Passage shown =
Here’s the rub: These conversations are moot. The Amazonification of healthcare is inevitable, and it’s already happening. For evidence of this trend, look at how direct-to-consumer (DTC) genetic-testing companies, from 23andMe and Orig3n to AncestryDNA, have leveraged Prime Day. All three companies have slashed the costs of their services roughly in half, placing great knowledge in the hands of consumers at affordable prices.

What’s more, these deals are raking in major earned media (including this story). The hype and excitement surrounding DTC genetic testing have spilled into major news outlets’ Prime Day coverage. People are interested in these technologies and applications, and they appear equally enthralled by Amazon’s influence on healthcare, whether or not they’re aware of the dynamic.

The thing is, genetic risk assessments are just the beginning. In time, for example, Prime Day could bring deals on out-of-pocket consultations with telemedicine companies. Perhaps blockchain networks focused on patient data ownership will drop the price of a DNA test or offer reduced membership fees. It’s possible that we might one day find deals on prescription drugs and medical devices, given Amazon’s expansion into the pharmacy.

First thing this morning, I called Paul Ketchel to pick his brain about Prime Day and healthcare. As the CEO of MDSave, which is sort of like an Amazon for traditional healthcare services, he understands the commercialization of healthcare better than many. He is, after all, betting that the industry and the world are heading in this precise direction.

“You’re seeing more innovation in the space right now than ever before,” Ketchel told me. “I believe that in 2019, there is going to be a complete explosion. I don’t know if these types of practices will become completely mainstream, but we’re going to be pretty close to that.”

Only to a degree did he credit healthcare’s rising levels of consumerism to changing regulations and advancing tech. The real motivator, he said, is patient demand. Ketchel said the path on which we’re walking leads to improved access to care and cost savings for patients, sometimes to the tune of 40 to 60 percent.

So, what does he think Prime Day 2020 might look like? We might see something like discounted diabetic care bundles, complete with blood tests, three checkups, and some glucose strips. Similar packages could exist for chronic back pain, diagnostic imaging and more. If there’s consumer demand, it could make its way to Prime Day.

Yes, this sort of shift is dramatically different than anything we’ve seen in healthcare. But it has indeed already begun. Take MDSave, which enables patients to search for local care and “buy” it online. Then there are 23andMe’s health-risk tests and Orig3n’s mind-and-body assessments. Diagnostics, imaging, patient data, targeted providers—it’s all becoming increasingly available through digital commercial platforms.

Of course, the consumerization of healthcare comes with potential problems, such as the overuse of healthcare resources and, in the case of DTC genetic testing, the flow of medical information without physician guidance. Ketchel argued that people won’t impulse-buy healthcare procedures, and Dr. Google is already causing headaches.

“The world of the internet has pulled the genie out of the bottle, and there’s no putting it back in,” he said of the DTC data issue.

Ketchel compared the situation to Napster and the scourge of illegal mp3 downloads in the early days of this century: The music industry and elected officials did everything they could to push back against digital theft, but it was too late. Then came Spotify, which didn’t restore past earnings to artists and labels but did manage to legitimize and monetize digital music and all but eliminate piracy.

And like online music, consumerism in healthcare is only going to get more popular as time goes on. We might not yet grasp its implications, and we might not do so for some time. But only those who hope for an alternate future can ignore healthcare’s likely role in Prime Days to come.

Supplied data =

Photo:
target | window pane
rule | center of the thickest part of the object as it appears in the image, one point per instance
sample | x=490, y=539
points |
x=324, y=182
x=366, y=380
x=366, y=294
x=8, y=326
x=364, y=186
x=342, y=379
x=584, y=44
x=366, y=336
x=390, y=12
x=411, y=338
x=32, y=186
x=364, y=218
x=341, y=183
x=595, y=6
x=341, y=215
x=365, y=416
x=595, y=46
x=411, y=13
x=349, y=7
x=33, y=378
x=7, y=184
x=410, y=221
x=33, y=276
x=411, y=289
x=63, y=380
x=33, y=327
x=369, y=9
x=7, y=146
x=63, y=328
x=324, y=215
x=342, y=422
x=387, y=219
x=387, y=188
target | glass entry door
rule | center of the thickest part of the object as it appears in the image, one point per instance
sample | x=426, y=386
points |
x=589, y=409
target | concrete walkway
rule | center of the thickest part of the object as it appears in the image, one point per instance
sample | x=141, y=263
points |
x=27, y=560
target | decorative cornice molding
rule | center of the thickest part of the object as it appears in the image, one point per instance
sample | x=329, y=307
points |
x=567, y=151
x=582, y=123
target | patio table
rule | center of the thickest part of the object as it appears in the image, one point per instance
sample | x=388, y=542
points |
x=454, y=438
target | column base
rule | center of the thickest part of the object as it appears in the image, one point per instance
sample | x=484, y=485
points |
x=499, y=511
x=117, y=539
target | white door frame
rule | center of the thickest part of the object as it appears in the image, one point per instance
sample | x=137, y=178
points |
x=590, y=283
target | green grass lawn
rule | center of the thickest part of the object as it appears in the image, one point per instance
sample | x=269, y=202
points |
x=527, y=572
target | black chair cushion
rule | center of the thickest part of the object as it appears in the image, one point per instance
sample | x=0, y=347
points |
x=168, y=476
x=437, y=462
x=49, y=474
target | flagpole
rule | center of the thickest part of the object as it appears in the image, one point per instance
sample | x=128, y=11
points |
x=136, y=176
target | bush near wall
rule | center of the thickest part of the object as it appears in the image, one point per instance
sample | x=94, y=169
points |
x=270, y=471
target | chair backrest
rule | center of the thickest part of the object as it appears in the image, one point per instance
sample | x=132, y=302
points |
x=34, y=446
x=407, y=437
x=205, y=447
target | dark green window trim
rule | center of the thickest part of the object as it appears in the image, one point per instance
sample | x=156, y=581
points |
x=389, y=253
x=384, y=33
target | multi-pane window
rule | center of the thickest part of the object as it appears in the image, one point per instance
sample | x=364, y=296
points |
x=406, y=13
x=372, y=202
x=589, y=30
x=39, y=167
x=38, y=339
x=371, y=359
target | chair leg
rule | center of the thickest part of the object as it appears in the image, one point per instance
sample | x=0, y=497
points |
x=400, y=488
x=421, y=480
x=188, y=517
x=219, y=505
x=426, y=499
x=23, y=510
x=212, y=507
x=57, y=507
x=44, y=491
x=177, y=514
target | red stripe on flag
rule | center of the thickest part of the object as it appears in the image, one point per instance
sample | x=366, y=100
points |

About this task = Name every direct-to-consumer genetic-testing company mentioned in the article on Prime Day and healthcare. The listing bears no relation to the article on Prime Day and healthcare.

Exercise solution = 23andMe, Orig3n, AncestryDNA